Brief 1: In the post about year-end civil liberties reviews, when is Amnesty International's report "Year of Rebellion" planned?

Document passage:
········

The Year Secrecy Jumped the Shark December 25, 2011 7:45 AMSubscribe
The EFF's Year End Review The ACLU's This Year in Civil Liberties Amnesty International's Anual Report (video) The ACLU has various blog entries dedicated to providing more details on issues like capital punishment, but I haven't notice the big "everything we did this year" report they used to generate, maybe they release such information more incrementally now. Amnesty International has another report entitled Year of Rebellion planned for 9 January 2012.
The EFF's Jered Wierzbicki reverse engineered Carrier IQ's file format to build IQIQ, a tool for analyzing its activities on your device (previously).
Twitter has open sourced the encrypted SMS messaging application TextSecure created by Whisper Systems, who they recently acquired. Btw, Tahrir is an interesting distributed anonymous "workalike" for Twitter.

········

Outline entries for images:

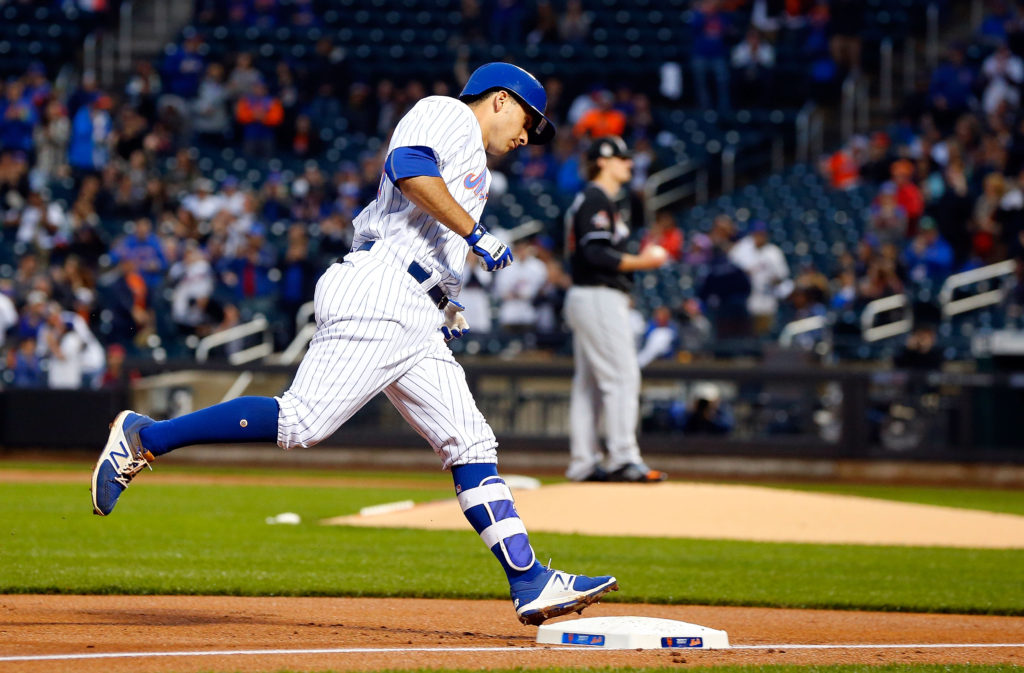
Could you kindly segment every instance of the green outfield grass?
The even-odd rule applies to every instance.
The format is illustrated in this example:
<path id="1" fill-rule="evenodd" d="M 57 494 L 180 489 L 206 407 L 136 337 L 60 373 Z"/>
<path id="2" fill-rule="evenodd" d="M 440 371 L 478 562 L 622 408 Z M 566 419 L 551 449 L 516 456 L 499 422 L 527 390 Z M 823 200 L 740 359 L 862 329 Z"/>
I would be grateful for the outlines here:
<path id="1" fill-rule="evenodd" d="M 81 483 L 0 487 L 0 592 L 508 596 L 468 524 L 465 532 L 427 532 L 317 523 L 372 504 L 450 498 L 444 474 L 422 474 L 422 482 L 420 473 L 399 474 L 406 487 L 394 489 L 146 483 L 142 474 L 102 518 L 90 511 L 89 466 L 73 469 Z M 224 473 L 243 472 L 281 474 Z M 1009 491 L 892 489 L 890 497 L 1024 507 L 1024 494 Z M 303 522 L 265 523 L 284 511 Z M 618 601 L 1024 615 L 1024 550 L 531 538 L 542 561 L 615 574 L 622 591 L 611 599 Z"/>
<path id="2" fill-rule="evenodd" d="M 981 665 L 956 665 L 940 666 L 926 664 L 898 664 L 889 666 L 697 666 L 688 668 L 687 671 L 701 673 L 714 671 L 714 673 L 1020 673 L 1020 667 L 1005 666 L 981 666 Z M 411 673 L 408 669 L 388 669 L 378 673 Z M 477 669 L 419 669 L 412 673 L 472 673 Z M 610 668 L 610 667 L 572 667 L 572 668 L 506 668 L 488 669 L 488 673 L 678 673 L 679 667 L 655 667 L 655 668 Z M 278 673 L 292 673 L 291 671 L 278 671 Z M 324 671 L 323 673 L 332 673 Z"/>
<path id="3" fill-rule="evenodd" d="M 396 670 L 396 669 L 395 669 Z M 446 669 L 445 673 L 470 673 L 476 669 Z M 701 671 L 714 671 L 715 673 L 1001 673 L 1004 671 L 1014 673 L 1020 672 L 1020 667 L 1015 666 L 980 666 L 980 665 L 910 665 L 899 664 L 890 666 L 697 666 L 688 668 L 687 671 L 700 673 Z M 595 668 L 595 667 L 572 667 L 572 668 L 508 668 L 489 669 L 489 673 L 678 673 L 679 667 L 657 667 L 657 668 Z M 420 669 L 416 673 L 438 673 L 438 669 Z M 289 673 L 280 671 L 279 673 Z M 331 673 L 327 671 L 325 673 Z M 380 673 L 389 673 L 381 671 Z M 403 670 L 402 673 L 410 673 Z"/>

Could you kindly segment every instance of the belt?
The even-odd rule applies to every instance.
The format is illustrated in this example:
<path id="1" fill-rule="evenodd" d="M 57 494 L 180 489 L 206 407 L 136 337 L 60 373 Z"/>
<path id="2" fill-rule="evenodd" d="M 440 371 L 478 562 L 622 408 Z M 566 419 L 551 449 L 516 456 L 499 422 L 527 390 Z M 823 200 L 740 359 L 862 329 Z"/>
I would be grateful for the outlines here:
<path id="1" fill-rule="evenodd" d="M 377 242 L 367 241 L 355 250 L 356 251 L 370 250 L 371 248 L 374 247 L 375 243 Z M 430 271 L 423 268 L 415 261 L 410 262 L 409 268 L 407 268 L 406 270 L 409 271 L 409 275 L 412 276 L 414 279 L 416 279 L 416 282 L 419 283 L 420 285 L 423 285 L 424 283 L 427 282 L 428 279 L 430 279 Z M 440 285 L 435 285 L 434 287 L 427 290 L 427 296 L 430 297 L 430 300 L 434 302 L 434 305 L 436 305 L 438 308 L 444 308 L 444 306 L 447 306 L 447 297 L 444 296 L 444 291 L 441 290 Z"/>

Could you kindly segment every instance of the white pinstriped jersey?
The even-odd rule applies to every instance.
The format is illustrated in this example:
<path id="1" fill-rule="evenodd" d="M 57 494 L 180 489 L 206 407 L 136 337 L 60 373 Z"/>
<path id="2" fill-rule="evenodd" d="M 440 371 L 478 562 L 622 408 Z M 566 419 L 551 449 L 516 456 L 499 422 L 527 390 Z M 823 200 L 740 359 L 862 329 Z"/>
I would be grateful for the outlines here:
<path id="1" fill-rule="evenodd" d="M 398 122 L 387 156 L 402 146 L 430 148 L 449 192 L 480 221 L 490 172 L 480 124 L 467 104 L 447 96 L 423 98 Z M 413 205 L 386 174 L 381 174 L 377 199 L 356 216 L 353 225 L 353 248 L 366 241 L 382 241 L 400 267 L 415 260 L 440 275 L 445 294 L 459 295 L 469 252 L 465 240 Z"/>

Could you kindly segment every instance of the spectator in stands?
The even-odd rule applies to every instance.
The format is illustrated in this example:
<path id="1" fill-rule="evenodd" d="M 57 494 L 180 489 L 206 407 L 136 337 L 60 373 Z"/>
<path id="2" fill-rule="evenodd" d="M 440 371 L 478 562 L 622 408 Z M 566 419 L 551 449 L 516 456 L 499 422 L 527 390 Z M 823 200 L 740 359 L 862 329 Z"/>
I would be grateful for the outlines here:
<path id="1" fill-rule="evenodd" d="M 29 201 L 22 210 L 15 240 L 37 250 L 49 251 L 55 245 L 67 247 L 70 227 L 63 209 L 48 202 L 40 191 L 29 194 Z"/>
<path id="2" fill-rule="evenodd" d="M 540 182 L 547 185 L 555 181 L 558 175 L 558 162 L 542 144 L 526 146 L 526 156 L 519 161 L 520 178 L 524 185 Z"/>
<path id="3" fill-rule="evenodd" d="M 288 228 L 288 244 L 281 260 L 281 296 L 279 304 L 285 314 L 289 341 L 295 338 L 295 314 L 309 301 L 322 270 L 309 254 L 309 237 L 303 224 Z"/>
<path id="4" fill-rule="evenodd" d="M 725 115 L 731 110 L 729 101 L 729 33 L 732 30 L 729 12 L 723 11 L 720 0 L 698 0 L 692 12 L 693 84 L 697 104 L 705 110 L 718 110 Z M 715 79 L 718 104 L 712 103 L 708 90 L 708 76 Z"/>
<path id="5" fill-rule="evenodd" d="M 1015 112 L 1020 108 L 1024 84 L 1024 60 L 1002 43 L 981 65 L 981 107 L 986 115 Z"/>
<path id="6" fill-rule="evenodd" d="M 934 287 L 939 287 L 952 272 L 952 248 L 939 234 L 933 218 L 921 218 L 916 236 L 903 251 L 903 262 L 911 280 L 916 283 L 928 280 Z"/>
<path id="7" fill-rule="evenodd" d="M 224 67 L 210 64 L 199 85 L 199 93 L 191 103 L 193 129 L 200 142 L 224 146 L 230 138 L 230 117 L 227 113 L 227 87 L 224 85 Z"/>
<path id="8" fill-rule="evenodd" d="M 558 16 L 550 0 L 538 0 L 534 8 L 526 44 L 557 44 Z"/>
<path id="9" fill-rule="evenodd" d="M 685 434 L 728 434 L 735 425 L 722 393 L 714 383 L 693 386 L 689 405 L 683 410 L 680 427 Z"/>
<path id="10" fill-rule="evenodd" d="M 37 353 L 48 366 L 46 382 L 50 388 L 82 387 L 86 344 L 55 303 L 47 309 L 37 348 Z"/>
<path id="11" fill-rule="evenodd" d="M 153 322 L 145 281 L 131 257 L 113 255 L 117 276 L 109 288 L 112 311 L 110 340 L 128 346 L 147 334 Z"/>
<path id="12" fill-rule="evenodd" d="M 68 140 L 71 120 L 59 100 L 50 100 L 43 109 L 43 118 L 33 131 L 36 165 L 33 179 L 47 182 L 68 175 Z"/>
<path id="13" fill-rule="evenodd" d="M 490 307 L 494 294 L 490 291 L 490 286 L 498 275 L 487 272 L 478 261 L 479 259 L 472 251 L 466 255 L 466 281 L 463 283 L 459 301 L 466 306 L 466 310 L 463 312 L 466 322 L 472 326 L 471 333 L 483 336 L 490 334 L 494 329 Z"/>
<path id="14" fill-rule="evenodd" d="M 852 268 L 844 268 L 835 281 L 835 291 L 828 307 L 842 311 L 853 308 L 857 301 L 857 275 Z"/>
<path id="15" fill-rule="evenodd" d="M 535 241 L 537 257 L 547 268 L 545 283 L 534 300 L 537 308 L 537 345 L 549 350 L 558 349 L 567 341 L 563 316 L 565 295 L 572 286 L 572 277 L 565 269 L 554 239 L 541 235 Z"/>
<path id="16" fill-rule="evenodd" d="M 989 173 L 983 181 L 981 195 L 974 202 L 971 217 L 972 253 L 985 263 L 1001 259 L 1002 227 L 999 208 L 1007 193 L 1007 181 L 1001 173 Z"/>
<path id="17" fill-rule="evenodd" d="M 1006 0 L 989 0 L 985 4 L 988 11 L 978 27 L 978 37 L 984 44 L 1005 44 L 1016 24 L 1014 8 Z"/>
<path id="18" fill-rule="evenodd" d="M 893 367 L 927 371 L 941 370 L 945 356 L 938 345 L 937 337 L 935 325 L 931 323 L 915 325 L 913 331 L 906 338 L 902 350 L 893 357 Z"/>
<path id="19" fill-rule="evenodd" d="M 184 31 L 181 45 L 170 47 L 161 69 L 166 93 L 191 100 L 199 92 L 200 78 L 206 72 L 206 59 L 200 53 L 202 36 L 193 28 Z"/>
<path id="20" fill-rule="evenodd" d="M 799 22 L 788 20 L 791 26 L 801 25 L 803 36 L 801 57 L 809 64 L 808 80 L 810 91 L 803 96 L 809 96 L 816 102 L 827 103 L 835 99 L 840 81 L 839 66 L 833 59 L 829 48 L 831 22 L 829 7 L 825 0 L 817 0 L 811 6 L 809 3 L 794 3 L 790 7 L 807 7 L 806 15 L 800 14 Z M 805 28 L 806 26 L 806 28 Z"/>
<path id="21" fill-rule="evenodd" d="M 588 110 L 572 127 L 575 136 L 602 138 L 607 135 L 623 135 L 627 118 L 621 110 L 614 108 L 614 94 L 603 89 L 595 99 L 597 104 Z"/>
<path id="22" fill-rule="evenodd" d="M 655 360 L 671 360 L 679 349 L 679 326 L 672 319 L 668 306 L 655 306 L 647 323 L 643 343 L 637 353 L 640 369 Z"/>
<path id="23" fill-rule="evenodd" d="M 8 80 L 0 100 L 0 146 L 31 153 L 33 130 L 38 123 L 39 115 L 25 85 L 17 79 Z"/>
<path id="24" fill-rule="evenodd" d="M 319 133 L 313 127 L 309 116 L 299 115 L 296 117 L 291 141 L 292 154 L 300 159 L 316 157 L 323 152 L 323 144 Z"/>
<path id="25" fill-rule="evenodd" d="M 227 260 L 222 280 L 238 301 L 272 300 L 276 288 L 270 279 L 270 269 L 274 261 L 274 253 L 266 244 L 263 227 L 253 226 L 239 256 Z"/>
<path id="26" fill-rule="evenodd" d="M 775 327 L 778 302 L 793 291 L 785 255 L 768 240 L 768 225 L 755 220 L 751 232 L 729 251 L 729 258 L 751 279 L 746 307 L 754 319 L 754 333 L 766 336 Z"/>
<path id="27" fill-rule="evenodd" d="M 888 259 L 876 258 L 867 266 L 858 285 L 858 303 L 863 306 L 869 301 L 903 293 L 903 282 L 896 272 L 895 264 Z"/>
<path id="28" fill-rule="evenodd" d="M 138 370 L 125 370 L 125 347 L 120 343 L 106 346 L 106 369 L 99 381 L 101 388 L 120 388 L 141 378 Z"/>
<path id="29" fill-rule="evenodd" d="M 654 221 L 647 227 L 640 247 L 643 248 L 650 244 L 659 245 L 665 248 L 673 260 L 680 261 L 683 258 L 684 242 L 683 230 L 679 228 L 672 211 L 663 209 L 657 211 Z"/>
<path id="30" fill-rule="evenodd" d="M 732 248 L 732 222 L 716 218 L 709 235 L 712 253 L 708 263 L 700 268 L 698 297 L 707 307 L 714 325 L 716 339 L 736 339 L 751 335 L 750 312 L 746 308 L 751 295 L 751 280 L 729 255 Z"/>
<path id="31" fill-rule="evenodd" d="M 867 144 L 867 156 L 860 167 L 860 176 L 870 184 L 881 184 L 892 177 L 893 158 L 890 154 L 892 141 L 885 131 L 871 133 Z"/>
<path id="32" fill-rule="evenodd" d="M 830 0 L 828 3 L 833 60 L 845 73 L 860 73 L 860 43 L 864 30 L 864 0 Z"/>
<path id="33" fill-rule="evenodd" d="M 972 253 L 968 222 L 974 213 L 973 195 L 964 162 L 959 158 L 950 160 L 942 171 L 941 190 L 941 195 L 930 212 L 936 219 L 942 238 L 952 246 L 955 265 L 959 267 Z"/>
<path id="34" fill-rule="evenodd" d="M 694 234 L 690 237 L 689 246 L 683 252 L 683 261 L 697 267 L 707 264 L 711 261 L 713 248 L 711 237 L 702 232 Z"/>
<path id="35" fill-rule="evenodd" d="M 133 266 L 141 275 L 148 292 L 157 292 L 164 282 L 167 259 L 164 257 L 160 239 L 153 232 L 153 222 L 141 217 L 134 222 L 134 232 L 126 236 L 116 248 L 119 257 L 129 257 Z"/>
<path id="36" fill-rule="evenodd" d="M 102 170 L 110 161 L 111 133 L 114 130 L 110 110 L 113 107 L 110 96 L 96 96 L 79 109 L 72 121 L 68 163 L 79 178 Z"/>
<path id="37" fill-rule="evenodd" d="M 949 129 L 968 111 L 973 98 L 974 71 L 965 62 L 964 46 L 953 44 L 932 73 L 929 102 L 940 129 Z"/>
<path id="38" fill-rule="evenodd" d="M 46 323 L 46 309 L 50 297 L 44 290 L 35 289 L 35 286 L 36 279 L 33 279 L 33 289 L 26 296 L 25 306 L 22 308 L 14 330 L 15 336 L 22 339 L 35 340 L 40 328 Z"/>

········

Brief 2: In the records, swap "pinstriped" with "striped" and give only the lines between the one holding "Could you kindly segment every instance of the white" and the one holding "398 122 L 387", inclusive.

Complete answer 1: 9 January 2012

Complete answer 2:
Could you kindly segment every instance of the white striped jersey?
The even-odd rule applies to every instance.
The format is illustrated in this example:
<path id="1" fill-rule="evenodd" d="M 57 494 L 180 489 L 206 407 L 136 337 L 60 373 Z"/>
<path id="2" fill-rule="evenodd" d="M 440 371 L 478 562 L 622 408 Z M 566 419 L 551 449 L 516 456 L 499 422 L 527 390 Z M 823 200 L 740 359 L 862 329 Z"/>
I would be grateful for the outlines here:
<path id="1" fill-rule="evenodd" d="M 398 122 L 387 156 L 402 146 L 430 148 L 449 192 L 480 221 L 490 172 L 480 124 L 467 104 L 447 96 L 423 98 Z M 413 205 L 386 174 L 381 174 L 377 199 L 356 216 L 353 225 L 353 248 L 366 241 L 382 241 L 400 267 L 415 260 L 440 275 L 445 294 L 459 295 L 469 252 L 465 240 Z"/>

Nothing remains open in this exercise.